[Extract]:
· · · ·

Improved version, with more C++
... and better names, and no unnecessary copying, and explanatory comments:
void getIP(int pane_index){
if (pane_index >= 0) {
// for clarity and convenience
std::string &url_string = panes[pane_index].stream;
// hardcoded per the original code
const size_t ip_offset = 7;
// Locate the first colon, if any, after the start of the ip address
size_t colon_index = url_string.find(':', ip_offset);
if (colon_index != std::string::npos) {
// Extract the name / IP address as the substring starting at
// offset 7 and stopping just before the second colon
size_t ip_len = colon_index - ip_offset;
strncpy(ipBuf, url_string.c_str() + ip_offset, ip_len);
ipBuf[ip_len] = '\0';
return;
} // else there are no colons after the start of the ip address
} // else an invalid pane index was given
// no machine name / IP address is available
strcpy(ipBuf, "NA");
}
As already noted in the previous comment, the function searches for the second occurence of ':' in tstr string and if it is found, replaces it with null character, effectively cutting off any remaining characters from the string. Than the characters in the string from index [7] to the null character (previously ':') are copied to ipBuf. For example, let say url is rtsp://192.168.0.200:551/stream.sdp. Digit 1 in "192" has index [7] in the string. So copying from that position to the second ":" (or null char) would copy "192.168.0.200".

· · · ·

[Dataset rows]:
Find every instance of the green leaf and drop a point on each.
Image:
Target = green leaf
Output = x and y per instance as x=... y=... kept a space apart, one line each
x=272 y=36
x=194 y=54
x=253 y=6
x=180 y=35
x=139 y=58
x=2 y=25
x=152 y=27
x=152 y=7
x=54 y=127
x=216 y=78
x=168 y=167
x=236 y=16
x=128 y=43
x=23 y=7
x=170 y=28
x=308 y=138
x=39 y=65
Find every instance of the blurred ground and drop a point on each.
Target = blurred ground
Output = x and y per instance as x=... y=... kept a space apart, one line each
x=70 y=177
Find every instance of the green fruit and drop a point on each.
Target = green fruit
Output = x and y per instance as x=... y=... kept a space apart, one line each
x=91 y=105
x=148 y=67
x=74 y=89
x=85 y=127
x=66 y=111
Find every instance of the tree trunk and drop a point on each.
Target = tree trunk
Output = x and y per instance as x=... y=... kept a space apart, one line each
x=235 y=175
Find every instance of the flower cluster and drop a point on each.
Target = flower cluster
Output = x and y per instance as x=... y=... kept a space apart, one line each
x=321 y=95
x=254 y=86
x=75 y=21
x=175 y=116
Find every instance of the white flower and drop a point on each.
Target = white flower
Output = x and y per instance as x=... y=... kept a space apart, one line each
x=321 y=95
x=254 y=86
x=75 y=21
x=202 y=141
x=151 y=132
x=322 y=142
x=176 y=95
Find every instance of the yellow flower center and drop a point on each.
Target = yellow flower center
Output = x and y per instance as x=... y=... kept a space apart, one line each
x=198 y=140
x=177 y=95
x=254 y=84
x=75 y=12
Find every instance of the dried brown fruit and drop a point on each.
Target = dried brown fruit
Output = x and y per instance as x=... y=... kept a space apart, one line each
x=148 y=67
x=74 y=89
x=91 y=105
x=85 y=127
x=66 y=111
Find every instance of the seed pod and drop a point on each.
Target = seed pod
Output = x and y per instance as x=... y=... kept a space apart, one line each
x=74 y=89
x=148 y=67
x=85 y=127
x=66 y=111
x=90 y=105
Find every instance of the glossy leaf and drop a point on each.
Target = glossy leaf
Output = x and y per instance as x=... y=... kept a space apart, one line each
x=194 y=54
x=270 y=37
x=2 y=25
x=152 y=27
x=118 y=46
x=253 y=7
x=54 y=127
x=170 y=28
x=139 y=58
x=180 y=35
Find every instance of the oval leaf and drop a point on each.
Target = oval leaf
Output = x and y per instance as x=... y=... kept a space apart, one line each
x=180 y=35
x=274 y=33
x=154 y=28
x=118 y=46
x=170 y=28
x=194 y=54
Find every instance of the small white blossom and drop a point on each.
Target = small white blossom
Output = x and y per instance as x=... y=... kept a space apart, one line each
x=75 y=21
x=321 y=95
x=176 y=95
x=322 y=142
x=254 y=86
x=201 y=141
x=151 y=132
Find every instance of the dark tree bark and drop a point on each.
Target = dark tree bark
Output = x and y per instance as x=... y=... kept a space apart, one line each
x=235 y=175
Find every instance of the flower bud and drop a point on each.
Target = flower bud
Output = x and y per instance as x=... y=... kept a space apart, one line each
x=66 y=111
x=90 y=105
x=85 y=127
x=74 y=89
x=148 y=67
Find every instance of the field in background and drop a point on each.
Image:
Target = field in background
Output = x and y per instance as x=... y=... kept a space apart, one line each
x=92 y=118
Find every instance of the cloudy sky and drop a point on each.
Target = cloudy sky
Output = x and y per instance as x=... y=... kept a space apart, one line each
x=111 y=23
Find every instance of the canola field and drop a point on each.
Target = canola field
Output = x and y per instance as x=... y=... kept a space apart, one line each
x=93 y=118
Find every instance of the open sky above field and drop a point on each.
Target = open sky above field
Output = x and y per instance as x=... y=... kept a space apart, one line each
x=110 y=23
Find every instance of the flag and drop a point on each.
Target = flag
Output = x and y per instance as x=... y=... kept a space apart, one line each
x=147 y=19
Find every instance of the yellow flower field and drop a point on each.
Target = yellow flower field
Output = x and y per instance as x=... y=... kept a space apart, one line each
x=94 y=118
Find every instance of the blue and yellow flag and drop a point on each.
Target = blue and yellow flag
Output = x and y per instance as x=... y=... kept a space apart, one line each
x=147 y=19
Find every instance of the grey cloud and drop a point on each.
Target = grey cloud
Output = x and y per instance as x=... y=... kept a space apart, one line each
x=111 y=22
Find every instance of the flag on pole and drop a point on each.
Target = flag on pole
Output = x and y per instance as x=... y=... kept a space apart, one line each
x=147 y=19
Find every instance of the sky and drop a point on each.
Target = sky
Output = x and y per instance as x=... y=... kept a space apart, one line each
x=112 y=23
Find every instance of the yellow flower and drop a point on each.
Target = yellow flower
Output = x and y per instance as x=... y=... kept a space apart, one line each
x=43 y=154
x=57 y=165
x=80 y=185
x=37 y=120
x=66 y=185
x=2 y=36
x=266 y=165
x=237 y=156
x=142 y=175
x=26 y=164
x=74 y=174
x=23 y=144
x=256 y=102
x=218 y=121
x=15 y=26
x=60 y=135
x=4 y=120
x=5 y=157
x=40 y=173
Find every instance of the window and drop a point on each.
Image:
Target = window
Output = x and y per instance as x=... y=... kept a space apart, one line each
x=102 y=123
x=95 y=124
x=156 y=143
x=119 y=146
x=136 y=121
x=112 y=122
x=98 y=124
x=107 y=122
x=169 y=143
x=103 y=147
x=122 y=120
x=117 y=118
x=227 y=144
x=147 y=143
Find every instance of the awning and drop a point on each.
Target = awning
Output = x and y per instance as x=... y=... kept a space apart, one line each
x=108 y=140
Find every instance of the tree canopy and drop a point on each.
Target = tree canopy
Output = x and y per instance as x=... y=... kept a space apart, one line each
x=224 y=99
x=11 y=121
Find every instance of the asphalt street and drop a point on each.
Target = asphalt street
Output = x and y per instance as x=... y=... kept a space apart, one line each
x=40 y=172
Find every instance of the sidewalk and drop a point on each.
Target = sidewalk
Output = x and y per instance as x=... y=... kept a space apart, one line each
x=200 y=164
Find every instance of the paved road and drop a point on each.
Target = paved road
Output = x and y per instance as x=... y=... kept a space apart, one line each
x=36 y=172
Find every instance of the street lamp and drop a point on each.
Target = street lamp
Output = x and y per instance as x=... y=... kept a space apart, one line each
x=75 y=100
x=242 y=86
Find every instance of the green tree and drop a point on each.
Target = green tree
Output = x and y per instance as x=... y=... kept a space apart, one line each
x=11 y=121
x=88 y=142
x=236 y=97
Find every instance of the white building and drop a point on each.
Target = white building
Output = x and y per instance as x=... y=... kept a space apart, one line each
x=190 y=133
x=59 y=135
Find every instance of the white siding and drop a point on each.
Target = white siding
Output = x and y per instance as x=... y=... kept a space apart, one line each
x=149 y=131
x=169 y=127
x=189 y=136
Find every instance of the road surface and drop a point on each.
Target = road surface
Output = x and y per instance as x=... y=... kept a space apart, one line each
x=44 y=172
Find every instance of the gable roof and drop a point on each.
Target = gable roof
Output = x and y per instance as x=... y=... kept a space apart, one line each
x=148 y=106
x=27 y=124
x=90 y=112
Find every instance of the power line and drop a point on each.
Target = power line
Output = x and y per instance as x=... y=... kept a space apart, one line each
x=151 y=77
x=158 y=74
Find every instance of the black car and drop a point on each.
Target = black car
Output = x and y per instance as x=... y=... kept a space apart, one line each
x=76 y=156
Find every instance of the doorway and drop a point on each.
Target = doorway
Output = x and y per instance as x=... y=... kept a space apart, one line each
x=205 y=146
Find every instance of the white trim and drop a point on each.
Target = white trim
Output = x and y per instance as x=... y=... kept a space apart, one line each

· · · ·

[Set of tasks]:
1/ Copy out the whole getIP code and explanation word for word.
2/ Swap "power line" for "utility cable" in the entries, from the line containing "Find every instance of the road" through the end of the entries. Give only that stretch, with everything else unchanged.

[The answers]:
1/
Improved version, with more C++
... and better names, and no unnecessary copying, and explanatory comments:
void getIP(int pane_index){
if (pane_index >= 0) {
// for clarity and convenience
std::string &url_string = panes[pane_index].stream;
// hardcoded per the original code
const size_t ip_offset = 7;
// Locate the first colon, if any, after the start of the ip address
size_t colon_index = url_string.find(':', ip_offset);
if (colon_index != std::string::npos) {
// Extract the name / IP address as the substring starting at
// offset 7 and stopping just before the second colon
size_t ip_len = colon_index - ip_offset;
strncpy(ipBuf, url_string.c_str() + ip_offset, ip_len);
ipBuf[ip_len] = '\0';
return;
} // else there are no colons after the start of the ip address
} // else an invalid pane index was given
// no machine name / IP address is available
strcpy(ipBuf, "NA");
}
As already noted in the previous comment, the function searches for the second occurence of ':' in tstr string and if it is found, replaces it with null character, effectively cutting off any remaining characters from the string. Than the characters in the string from index [7] to the null character (previously ':') are copied to ipBuf. For example, let say url is rtsp://192.168.0.200:551/stream.sdp. Digit 1 in "192" has index [7] in the string. So copying from that position to the second ":" (or null char) would copy "192.168.0.200".

2/
Find every instance of the road surface and drop a point on each.
Target = road surface
Output = x and y per instance as x=... y=... kept a space apart, one line each
x=44 y=172
Find every instance of the gable roof and drop a point on each.
Target = gable roof
Output = x and y per instance as x=... y=... kept a space apart, one line each
x=148 y=106
x=27 y=124
x=90 y=112
Find every instance of the utility cable and drop a point on each.
Target = utility cable
Output = x and y per instance as x=... y=... kept a space apart, one line each
x=151 y=77
x=158 y=74
Find every instance of the black car and drop a point on each.
Target = black car
Output = x and y per instance as x=... y=... kept a space apart, one line each
x=76 y=156
Find every instance of the doorway and drop a point on each.
Target = doorway
Output = x and y per instance as x=... y=... kept a space apart, one line each
x=205 y=146
Find every instance of the white trim and drop a point on each.
Target = white trim
Output = x and y per instance as x=... y=... kept a space apart, one line each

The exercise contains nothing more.